Writing Practice – 3/27/2018

(Today’ s writing practice session did not begin with a prompt. I simply started to write.)

To start a writing practice session, I always do two things, though not always in the same order. I review the Rules for Writing Practice – keep your hand moving, don’t think, don’t get logical, lose control, go for the jugular. And I imagine myself inside my own brain, a flat bottom and a half-oblong dome above me, grey, and I have a paint roller in my hand. I dip it into a bucket of white paint and use that to cover the inside of my a brain with whiteness, blankness, cleanness, renewal, readiness for the experience of writing. Once all of the surface has been covered, strip, strip, along the bottom – working my way from the middle, next, next, next, out to the edge, along a Mohawk strip on the top, next, next, clear around to the curve to the edge, when it meets the floor, painting, covering, all in white a canvas, in preparation.

Then I am ready to write. To burn through to first thoughts. To offer myself to my Muse, wherever he is that day, if He will choose to show up or not, if he will deign to stoop down and place a soft, reassuring touch on my shoulder, if he will whisper, warm, tickling breath in my ear, “Yes, go, get that, follow that thought, chase it, don’t let it escape, pursue, continue, persist, never, ever, ever let go, find it, fight it, kill it, master it, turn it, transform it, tame it, succumb it to your power, to your authority, to your will, do not relent, do not release, do not avoid when the subject turns delicate, or embarrassing, or insecure, for you are to know that you are the one in control, you are the one from whom all these blessings flow, you are the god in this world, this world you have created, this universe at the tip of your pen, you are the Alpha and the Omega, what you bring about here shall live in mythology and archaeology and your subjects’ anthropologies for as long as they exist, for you are a deity far above all others, you have the power to build up, to tear down, to keep, to preserve, to destroy, to eliminate, to mould and fashion and to remake and to evolve, you are the thing in this world that all other things are subject to, and so therefore with such great authority comes great responsibility, an awareness of self, an introspection of your power, your ability, your authority, and your standing in this world, that world, that experience, you have power and authority, yes, so choose wisely, choose judiciously, make with circumspection and introspection and valor and virtue, for what you make, what you destroy, what you build and what you tear down become your legacy, your history, to the universe above you, the god who sits judging you for your godhood shall weigh your actions, your perseverance, your perversity or magnanimity and he, she it, they too shall judge, with the same measure as which you used to judge, so take care, be wise, be well, and do good work.”

Lose Control

During writing practice for today, I lost control. My prompt was “I smell…”

>>I smell potato soup and antiseptic. The soup was in the now-empty bowl on my table, and is now inside my stomach. I smell its remnants as I belch.>>

Simple enough. Just getting started. Not really invested, or passionate. Nothing to write home about, really.

• Required work:
1. In the writing practice entry, why does the writer picture painting the inside of the brain white before writing? Explain in one to three sentences.
2. Proceed with the writing practice entry, starting after its final sentence.
The listing plays no part in the work on the writing practice entry.

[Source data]
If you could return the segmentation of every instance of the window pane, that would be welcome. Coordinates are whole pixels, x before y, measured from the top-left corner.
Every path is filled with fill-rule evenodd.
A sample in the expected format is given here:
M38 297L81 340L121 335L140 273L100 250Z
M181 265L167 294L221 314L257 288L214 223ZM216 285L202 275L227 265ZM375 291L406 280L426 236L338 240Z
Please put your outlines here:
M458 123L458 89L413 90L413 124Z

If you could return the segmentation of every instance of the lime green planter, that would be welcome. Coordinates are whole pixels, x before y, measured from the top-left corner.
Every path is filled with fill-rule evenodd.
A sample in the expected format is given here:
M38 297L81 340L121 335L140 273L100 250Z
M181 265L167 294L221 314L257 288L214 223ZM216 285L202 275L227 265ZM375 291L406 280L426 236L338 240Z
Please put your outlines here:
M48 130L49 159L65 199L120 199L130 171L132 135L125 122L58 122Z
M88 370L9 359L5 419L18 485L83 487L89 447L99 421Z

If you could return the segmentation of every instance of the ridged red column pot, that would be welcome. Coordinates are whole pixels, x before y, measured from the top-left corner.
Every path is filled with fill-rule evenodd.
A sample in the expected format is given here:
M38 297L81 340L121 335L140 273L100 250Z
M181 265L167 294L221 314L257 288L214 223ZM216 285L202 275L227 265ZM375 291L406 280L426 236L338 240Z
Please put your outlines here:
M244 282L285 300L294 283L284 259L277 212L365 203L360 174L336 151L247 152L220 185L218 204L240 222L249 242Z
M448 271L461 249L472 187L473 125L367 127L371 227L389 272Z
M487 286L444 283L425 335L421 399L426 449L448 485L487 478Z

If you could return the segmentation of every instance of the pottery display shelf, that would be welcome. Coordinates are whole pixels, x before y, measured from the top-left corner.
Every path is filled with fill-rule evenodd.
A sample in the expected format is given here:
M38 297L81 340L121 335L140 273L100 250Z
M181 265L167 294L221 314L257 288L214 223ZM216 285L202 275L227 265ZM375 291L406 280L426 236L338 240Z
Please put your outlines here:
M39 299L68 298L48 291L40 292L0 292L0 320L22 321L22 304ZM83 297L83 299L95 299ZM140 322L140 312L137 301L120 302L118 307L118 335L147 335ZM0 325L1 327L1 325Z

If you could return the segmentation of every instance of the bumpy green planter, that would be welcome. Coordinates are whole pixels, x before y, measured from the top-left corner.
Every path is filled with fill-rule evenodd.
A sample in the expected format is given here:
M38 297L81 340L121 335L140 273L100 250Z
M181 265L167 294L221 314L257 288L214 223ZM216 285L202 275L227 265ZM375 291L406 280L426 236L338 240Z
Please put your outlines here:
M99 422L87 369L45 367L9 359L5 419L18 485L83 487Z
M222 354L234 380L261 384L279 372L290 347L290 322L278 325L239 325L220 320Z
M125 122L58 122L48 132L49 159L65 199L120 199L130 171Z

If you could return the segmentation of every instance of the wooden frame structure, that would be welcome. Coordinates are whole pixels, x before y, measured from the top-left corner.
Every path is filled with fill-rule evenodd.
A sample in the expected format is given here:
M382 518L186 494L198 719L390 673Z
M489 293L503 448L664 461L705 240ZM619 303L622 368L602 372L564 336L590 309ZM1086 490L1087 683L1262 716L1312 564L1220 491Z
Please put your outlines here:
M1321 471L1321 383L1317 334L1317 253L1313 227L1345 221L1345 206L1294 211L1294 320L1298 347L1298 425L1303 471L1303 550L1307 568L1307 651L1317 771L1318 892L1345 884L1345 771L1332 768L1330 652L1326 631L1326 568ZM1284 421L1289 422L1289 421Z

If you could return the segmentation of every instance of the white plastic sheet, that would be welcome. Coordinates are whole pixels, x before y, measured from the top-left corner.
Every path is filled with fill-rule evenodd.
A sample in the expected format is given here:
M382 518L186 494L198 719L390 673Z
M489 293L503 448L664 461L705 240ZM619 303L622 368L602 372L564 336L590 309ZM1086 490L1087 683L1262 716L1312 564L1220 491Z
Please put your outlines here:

• Responses in order:
1. The writer covers the inside of the brain with white paint to create "whiteness, blankness, cleanness, renewal, readiness for the experience of writing." The painting makes a blank canvas in preparation for the session.

2.
>> I smell friendship, in the form of multiple people at multiple tables, sitting and sipping coffee, as they pass a few more inconsequential moments of their lives. Once again they have nothing meaningful to occupy their time, so they while away their hours in this deli, bitching about missed opportunities,a bout poor decisions their children and grandchildren are making, about how their soup is a little too spicy today – “>>

I critique the tables of older patrons near me. I criticize their simplicity, their familiarity, their unwillingness to take risks, and I realize I am projecting those fears I currently hold onto them.

And then I start to let go. To lose control. To feel like I’m not writing about them any longer, but I’m writing about myself. I’ve stopped thinking, I’ve stopped being logical. 

>> I smell jealousy and condemnation and judgment rising from my breast as I impute my own failed life goals onto them, twenty years on. Failed – projecting – that’s what I’m doing. If I am still here in that time, will I consider it failure? How could I not?”

After another page of self-pity, I stop concentrating on staying on the lines or in the margins. 

>> What do I lose by staying? Me.

What do I lose by moving on? Moving forward? Stretching myself? Nothing. Nothing. I lose NOTHING.

AND I GAIN.>>

Here something snaps. Something breaks free, and I loose the bounds controlling my mind, my pen, my heart. And it flows.

>> AND I GAIN
AND I GAIN OPPORTUNITY.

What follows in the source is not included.